:: GOAL ::
Copy every line from the entries below that contains the word "tall".

:: RECORD SET ::

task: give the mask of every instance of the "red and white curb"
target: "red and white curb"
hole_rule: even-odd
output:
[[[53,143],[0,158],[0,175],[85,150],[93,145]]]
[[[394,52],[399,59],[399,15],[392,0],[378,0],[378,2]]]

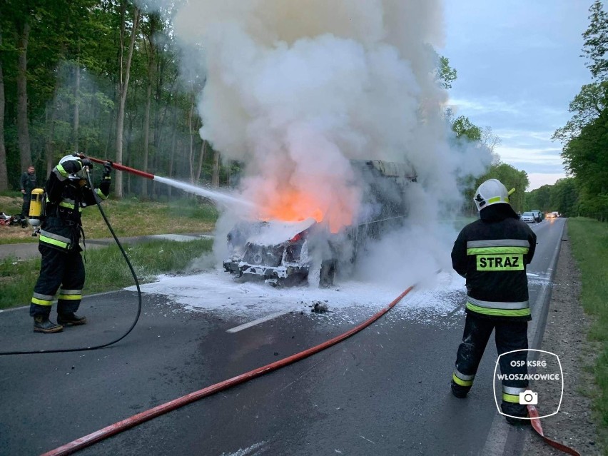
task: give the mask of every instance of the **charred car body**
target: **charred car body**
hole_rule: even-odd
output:
[[[299,222],[241,221],[228,234],[224,269],[236,276],[260,276],[271,284],[308,278],[321,286],[348,274],[368,241],[402,226],[407,215],[405,193],[416,180],[407,163],[351,161],[366,183],[358,221],[339,233],[313,218]],[[312,278],[312,280],[311,280]]]

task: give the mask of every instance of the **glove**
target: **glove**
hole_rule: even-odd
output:
[[[89,171],[93,169],[93,162],[91,161],[88,158],[83,158],[82,159],[82,167],[88,166]]]
[[[109,178],[110,173],[112,172],[112,163],[109,161],[103,163],[103,173],[101,174],[101,178],[103,179]]]

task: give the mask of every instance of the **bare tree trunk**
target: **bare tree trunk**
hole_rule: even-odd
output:
[[[220,153],[213,151],[213,172],[211,173],[211,186],[220,186]]]
[[[21,171],[31,162],[29,146],[29,128],[27,112],[27,46],[29,40],[29,22],[26,21],[17,31],[19,69],[17,71],[17,136],[19,143]]]
[[[123,59],[123,42],[124,40],[124,22],[125,22],[125,4],[123,3],[123,18],[122,25],[121,28],[121,52],[120,52],[120,66],[121,74],[118,81],[120,86],[120,99],[118,101],[118,111],[116,116],[116,161],[122,162],[123,160],[123,134],[124,132],[124,120],[125,120],[125,104],[126,103],[127,89],[128,88],[128,79],[131,74],[131,62],[133,59],[133,50],[135,46],[135,40],[137,36],[137,28],[139,25],[139,9],[135,7],[135,14],[133,20],[133,30],[131,34],[131,44],[127,54],[126,61]],[[116,178],[115,184],[115,192],[116,198],[121,198],[123,196],[123,173],[120,171],[116,171]]]
[[[2,47],[2,24],[0,23],[0,48]],[[6,170],[6,148],[4,146],[4,76],[0,60],[0,191],[9,189]]]
[[[196,181],[201,180],[201,173],[203,171],[203,161],[205,160],[205,153],[207,151],[207,141],[204,139],[201,143],[201,154],[198,156],[198,168],[196,169]]]
[[[46,176],[55,166],[53,153],[53,138],[55,137],[55,120],[57,118],[57,94],[59,93],[60,78],[55,78],[53,98],[46,103],[46,139],[44,141],[44,156],[46,161]]]
[[[72,148],[74,152],[80,151],[78,148],[78,122],[80,117],[80,57],[76,59],[74,69],[74,113],[72,123]]]
[[[150,31],[148,36],[148,42],[150,44],[148,54],[148,87],[146,91],[146,114],[143,121],[143,168],[144,171],[148,171],[148,148],[150,145],[150,108],[152,103],[152,81],[155,78],[154,64],[155,44],[154,34],[156,32],[156,24],[158,15],[150,14]],[[145,40],[144,40],[145,44]],[[144,198],[148,196],[148,182],[143,179],[141,182],[141,194]]]
[[[192,133],[192,118],[194,116],[194,88],[190,87],[190,110],[188,111],[188,136],[190,138],[188,165],[190,167],[190,181],[194,182],[194,137]]]

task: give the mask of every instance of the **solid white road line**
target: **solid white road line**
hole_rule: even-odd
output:
[[[276,318],[277,317],[284,315],[285,313],[289,313],[290,312],[293,311],[293,309],[288,309],[287,310],[281,310],[280,312],[275,312],[274,313],[268,315],[265,317],[262,317],[261,318],[258,318],[258,320],[250,321],[248,323],[244,323],[243,325],[240,325],[240,326],[231,328],[229,330],[226,330],[226,333],[238,333],[239,331],[242,331],[243,330],[247,329],[248,328],[251,328],[252,326],[255,326],[255,325],[263,323],[265,321],[268,321],[269,320]]]

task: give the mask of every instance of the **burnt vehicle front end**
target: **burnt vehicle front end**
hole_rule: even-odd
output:
[[[240,222],[228,234],[230,257],[223,262],[224,269],[237,277],[258,276],[272,284],[305,279],[312,262],[309,236],[318,230],[316,226],[314,219]]]
[[[327,223],[313,218],[239,222],[227,236],[224,269],[236,277],[257,276],[272,285],[308,278],[309,283],[330,286],[338,270],[348,275],[368,242],[402,226],[407,214],[406,188],[415,181],[412,168],[402,163],[351,163],[358,178],[368,186],[361,202],[365,210],[356,223],[332,233]]]

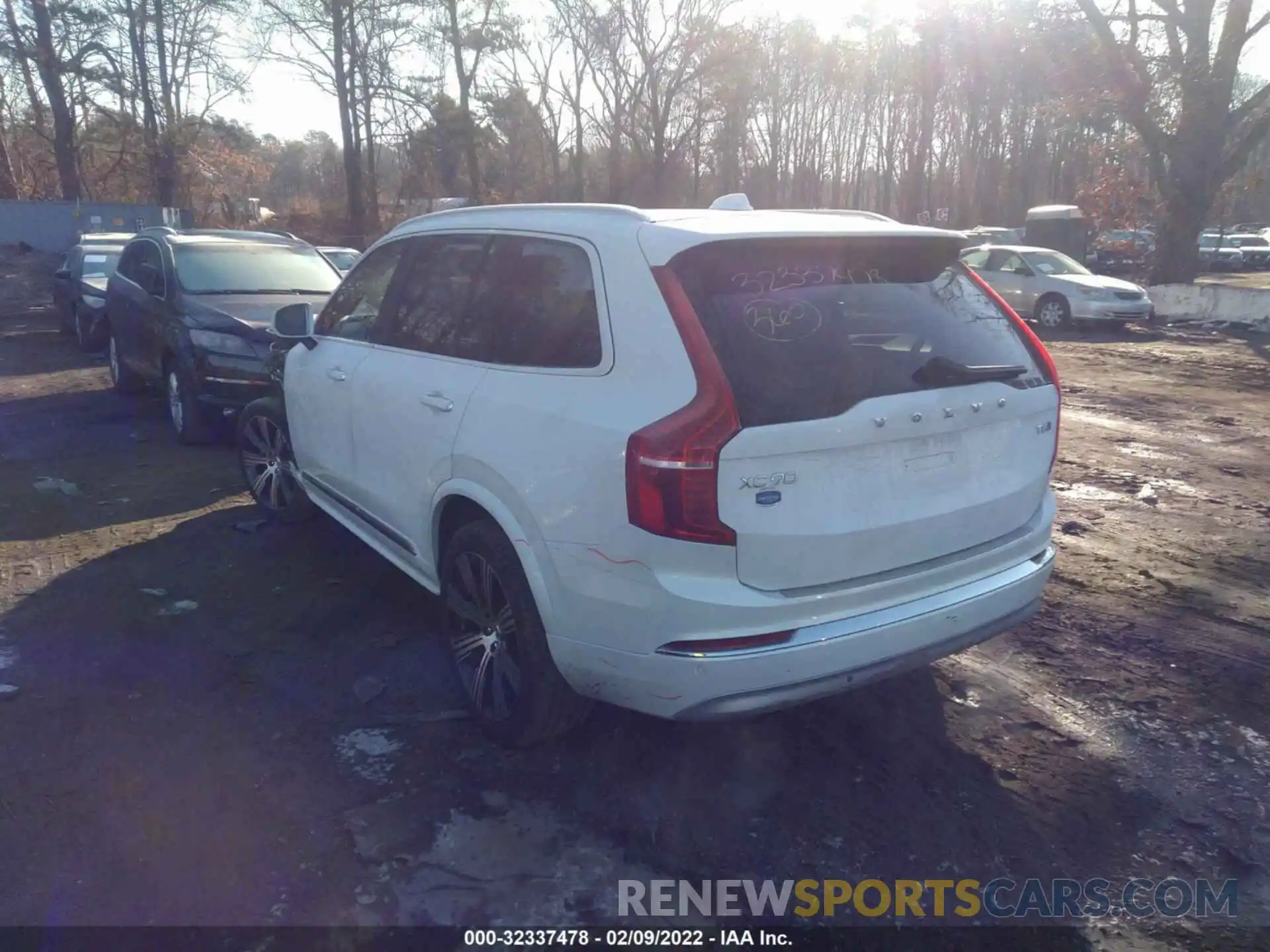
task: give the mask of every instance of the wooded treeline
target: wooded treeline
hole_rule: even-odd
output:
[[[505,0],[4,0],[0,197],[216,222],[251,195],[349,244],[450,195],[743,190],[949,208],[954,227],[1078,202],[1107,227],[1157,222],[1184,279],[1201,225],[1270,217],[1270,84],[1240,69],[1270,22],[1253,0],[931,3],[904,22],[861,5],[837,29],[729,0],[536,3],[527,20]],[[329,91],[339,140],[221,118],[253,60]]]

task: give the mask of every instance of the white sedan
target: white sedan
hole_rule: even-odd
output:
[[[1060,251],[1026,245],[983,245],[961,253],[1006,303],[1043,327],[1099,321],[1149,321],[1156,308],[1144,288],[1095,274]]]

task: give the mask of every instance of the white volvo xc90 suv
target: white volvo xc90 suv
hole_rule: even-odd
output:
[[[244,473],[442,597],[504,744],[591,699],[842,692],[1019,625],[1053,567],[1054,366],[964,245],[862,212],[415,218],[274,317]]]

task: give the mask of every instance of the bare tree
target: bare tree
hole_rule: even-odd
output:
[[[1163,198],[1152,279],[1187,282],[1213,202],[1270,132],[1270,83],[1236,99],[1243,51],[1270,24],[1253,0],[1077,0],[1114,70],[1120,110]]]

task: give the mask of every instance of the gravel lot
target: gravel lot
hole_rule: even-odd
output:
[[[561,925],[621,877],[940,875],[1238,877],[1270,922],[1265,340],[1053,341],[1060,553],[1025,628],[780,715],[602,708],[507,753],[433,600],[330,520],[262,526],[229,446],[177,446],[58,336],[52,267],[0,258],[0,923]]]

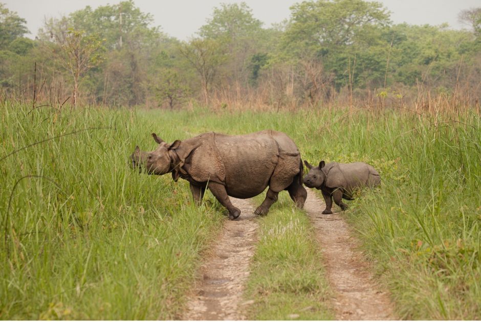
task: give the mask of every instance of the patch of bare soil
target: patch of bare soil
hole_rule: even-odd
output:
[[[254,255],[256,232],[255,208],[248,200],[230,198],[240,210],[236,220],[226,221],[210,256],[201,268],[201,281],[187,301],[184,320],[245,319],[242,303],[244,284],[249,276],[249,260]]]
[[[340,213],[323,215],[325,206],[309,189],[304,209],[316,232],[333,303],[339,320],[396,319],[388,293],[373,280],[358,242]]]

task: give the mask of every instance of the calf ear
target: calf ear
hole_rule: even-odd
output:
[[[180,145],[180,144],[182,143],[182,141],[180,140],[176,140],[172,144],[169,146],[169,150],[173,149],[175,150],[179,147],[179,146]]]
[[[155,140],[156,142],[157,142],[159,144],[160,144],[161,143],[164,142],[164,140],[163,140],[162,139],[158,136],[157,134],[156,134],[155,133],[152,133],[152,136],[154,137],[154,140]]]

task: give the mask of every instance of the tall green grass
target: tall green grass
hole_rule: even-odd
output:
[[[364,161],[380,171],[381,187],[348,202],[346,216],[391,291],[399,316],[479,319],[479,116],[339,114],[324,119],[329,128],[319,126],[301,142],[304,157],[314,164]]]
[[[474,113],[451,119],[341,107],[290,113],[56,112],[2,105],[0,158],[48,137],[110,128],[59,137],[2,160],[2,318],[177,316],[199,254],[216,232],[224,210],[215,202],[199,210],[186,181],[139,174],[128,168],[127,158],[136,144],[144,150],[155,147],[152,131],[172,142],[208,131],[234,134],[267,128],[289,134],[313,164],[361,160],[380,171],[381,187],[347,202],[345,215],[391,290],[400,316],[481,317],[481,121]],[[263,234],[293,222],[302,224],[296,229],[309,232],[302,230],[298,212],[291,216],[292,202],[286,202],[259,220],[270,227],[262,228]],[[288,277],[301,261],[316,267],[302,255],[310,249],[310,234],[289,243],[299,247],[292,249],[296,265],[282,266],[283,258],[267,255],[277,254],[284,242],[275,238],[260,240],[258,254],[265,255],[256,255],[254,263],[272,259],[269,267],[283,267]],[[259,271],[255,265],[254,271]],[[312,269],[306,272],[298,271],[299,278],[320,281],[309,275]],[[254,275],[261,282],[274,276]],[[289,280],[279,278],[278,285]],[[315,296],[325,290],[316,289]],[[268,308],[278,298],[259,298],[259,307]],[[283,318],[268,315],[252,316]]]
[[[55,111],[0,107],[0,317],[174,318],[223,216],[127,158],[159,124],[184,133],[162,117]]]

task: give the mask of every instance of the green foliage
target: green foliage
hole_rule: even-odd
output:
[[[173,140],[187,120],[10,102],[0,119],[0,318],[176,318],[224,216],[127,160],[158,124]]]
[[[0,50],[6,49],[15,39],[28,33],[26,24],[27,20],[0,3]]]
[[[19,37],[10,42],[8,50],[20,56],[26,56],[35,46],[35,42],[28,38]]]
[[[161,75],[159,81],[156,82],[156,97],[160,105],[166,102],[170,108],[173,108],[188,95],[189,88],[177,71],[164,70]]]

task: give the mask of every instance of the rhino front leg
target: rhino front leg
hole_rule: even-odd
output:
[[[297,208],[302,209],[304,207],[304,203],[308,197],[305,188],[299,183],[296,178],[294,178],[294,181],[288,187],[287,191],[289,193],[291,199],[296,203]]]
[[[254,214],[257,216],[267,215],[272,204],[277,201],[277,195],[278,194],[278,192],[276,192],[269,188],[267,190],[267,194],[266,195],[266,199],[260,204],[260,205],[255,210]]]
[[[229,219],[233,220],[240,215],[240,210],[230,202],[229,196],[227,195],[227,192],[226,191],[225,187],[217,182],[209,182],[209,189],[221,204],[229,211]]]
[[[204,194],[205,193],[205,187],[199,186],[194,186],[190,183],[190,192],[192,192],[192,197],[194,201],[198,205],[200,205],[204,199]]]
[[[340,189],[336,189],[333,192],[333,199],[336,204],[341,207],[343,211],[347,209],[347,205],[342,202],[342,191]]]
[[[330,194],[326,192],[324,192],[324,191],[322,192],[322,197],[324,197],[324,201],[325,201],[325,209],[324,210],[322,213],[324,215],[330,215],[333,213],[332,211],[331,210],[331,209],[333,206],[332,197],[331,196]]]

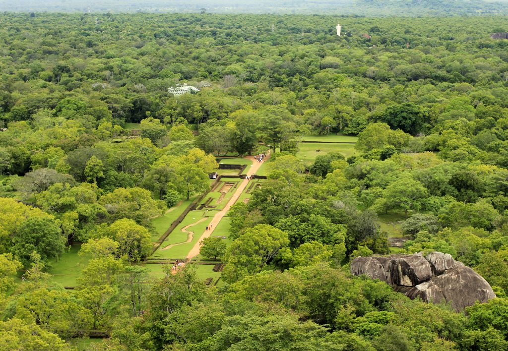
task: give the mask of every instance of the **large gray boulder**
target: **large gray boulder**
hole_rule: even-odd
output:
[[[351,273],[384,281],[410,299],[450,302],[457,311],[496,297],[480,274],[442,252],[359,257],[351,263]]]

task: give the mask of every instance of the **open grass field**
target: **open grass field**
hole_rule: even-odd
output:
[[[81,270],[86,267],[90,258],[88,255],[78,254],[81,248],[80,244],[73,245],[57,262],[51,262],[51,268],[48,273],[53,276],[52,281],[64,286],[77,285],[77,279],[81,276]]]
[[[185,209],[192,203],[192,202],[197,197],[197,196],[194,196],[188,200],[185,200],[181,204],[176,205],[169,209],[162,216],[155,217],[152,219],[152,225],[155,229],[155,232],[152,234],[152,242],[157,241],[161,236],[164,234],[166,231],[168,230],[171,224],[176,220],[180,215],[185,211]]]
[[[148,271],[148,276],[152,278],[162,278],[166,275],[164,272],[164,267],[170,269],[173,266],[174,263],[168,262],[167,264],[146,264],[143,267],[146,268]]]
[[[210,207],[209,209],[210,210],[223,209],[235,192],[236,191],[236,188],[240,180],[241,180],[239,178],[225,178],[224,181],[218,182],[214,191],[210,192],[203,198],[200,202],[200,204],[206,204],[206,206]],[[229,185],[227,183],[229,183]],[[231,185],[231,184],[233,185]],[[224,193],[224,195],[223,192]],[[204,208],[203,209],[205,209],[205,208]]]
[[[141,125],[141,123],[126,123],[125,126],[123,127],[123,129],[126,129],[127,130],[139,129]]]
[[[268,170],[270,168],[269,166],[268,165],[270,164],[269,160],[269,162],[263,162],[261,165],[261,167],[259,168],[258,171],[256,172],[256,174],[258,175],[268,175]]]
[[[216,172],[218,174],[221,175],[238,175],[239,171],[239,169],[221,170],[218,169],[214,171],[214,172]]]
[[[98,344],[102,341],[102,339],[94,339],[92,338],[76,338],[71,339],[69,341],[69,345],[73,348],[78,351],[85,351],[90,349],[90,347],[95,344]]]
[[[333,143],[356,143],[358,137],[353,137],[348,135],[340,135],[339,134],[329,134],[329,135],[304,135],[302,140],[305,141],[327,141]]]
[[[211,221],[213,211],[191,211],[182,222],[178,225],[171,234],[161,244],[160,247],[153,253],[151,258],[154,259],[184,259],[187,254],[199,240],[203,232],[206,230],[206,227]],[[200,219],[205,218],[205,220],[198,222]],[[187,230],[194,232],[192,239],[189,242],[185,242],[188,239],[188,234],[182,232],[182,229],[187,226]],[[164,249],[169,245],[179,244],[168,249]]]
[[[298,144],[298,152],[296,156],[301,159],[304,164],[309,166],[314,163],[316,156],[325,155],[332,151],[338,151],[345,157],[355,153],[354,144],[323,144],[321,143],[300,143]],[[320,151],[318,151],[316,150]]]
[[[402,212],[390,213],[388,214],[379,214],[380,229],[388,233],[389,238],[402,238],[402,230],[399,222],[406,219]]]

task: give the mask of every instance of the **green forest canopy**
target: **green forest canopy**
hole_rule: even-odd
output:
[[[348,17],[340,37],[330,16],[0,20],[8,348],[90,330],[111,336],[100,349],[508,346],[508,41],[490,37],[505,17]],[[303,135],[336,133],[354,154],[297,157]],[[269,145],[268,179],[228,213],[224,286],[149,276],[151,219],[207,190],[214,155]],[[393,250],[386,218],[400,252],[449,253],[498,298],[465,315],[352,276]],[[90,260],[70,290],[47,271],[72,241]]]

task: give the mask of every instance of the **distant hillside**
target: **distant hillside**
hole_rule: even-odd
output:
[[[0,11],[418,16],[505,15],[506,5],[505,0],[0,0]]]

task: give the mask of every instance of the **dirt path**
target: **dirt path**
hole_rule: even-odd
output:
[[[200,219],[199,220],[198,220],[197,222],[195,222],[193,223],[192,224],[189,224],[188,226],[185,226],[183,228],[182,228],[182,232],[183,233],[187,233],[187,240],[186,241],[182,241],[182,242],[176,243],[176,244],[170,244],[169,245],[167,245],[166,246],[165,246],[165,247],[161,248],[160,249],[161,250],[167,250],[168,249],[171,248],[173,247],[173,246],[178,246],[179,245],[181,245],[182,244],[186,244],[188,242],[190,242],[191,241],[192,241],[192,239],[194,239],[194,232],[193,232],[193,231],[188,231],[187,230],[189,227],[191,227],[193,226],[195,226],[197,224],[198,224],[198,223],[201,223],[201,222],[202,222],[203,221],[205,221],[205,220],[206,220],[208,219],[208,218],[207,218],[206,217],[205,217],[204,218],[201,218],[201,219]]]
[[[261,166],[261,165],[262,165],[263,163],[266,162],[266,160],[269,158],[269,154],[268,155],[268,157],[266,157],[263,162],[258,162],[255,158],[254,158],[253,156],[247,156],[244,158],[247,158],[247,159],[250,159],[252,162],[252,166],[249,167],[246,170],[247,175],[250,176],[252,174],[255,174],[256,172],[258,171],[258,170],[259,169],[259,168]],[[201,241],[202,241],[203,239],[205,238],[208,238],[212,235],[212,233],[213,233],[213,231],[217,228],[217,226],[218,225],[219,222],[220,222],[223,217],[226,215],[226,214],[228,213],[228,211],[229,211],[229,209],[231,208],[231,206],[235,204],[236,201],[238,200],[238,198],[239,198],[240,196],[242,195],[242,193],[243,193],[245,188],[247,187],[247,185],[249,183],[249,181],[250,181],[250,180],[248,179],[243,179],[243,180],[242,181],[242,182],[238,185],[238,187],[236,189],[236,191],[235,192],[235,194],[233,194],[233,196],[231,197],[231,198],[230,199],[229,201],[228,201],[228,203],[226,204],[225,206],[224,206],[224,208],[221,211],[219,211],[217,212],[217,214],[213,216],[213,218],[212,218],[212,221],[210,222],[210,225],[212,227],[211,229],[209,230],[205,231],[205,232],[203,233],[203,235],[202,235],[201,237],[199,238],[199,241],[196,243],[194,247],[193,247],[190,251],[189,251],[189,253],[187,254],[187,259],[188,260],[190,261],[193,258],[196,257],[199,254],[199,250],[201,248]]]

:: RESPONSE TO THE TASK ::
task: give the mask of every instance of the tall green grass
target: tall green grass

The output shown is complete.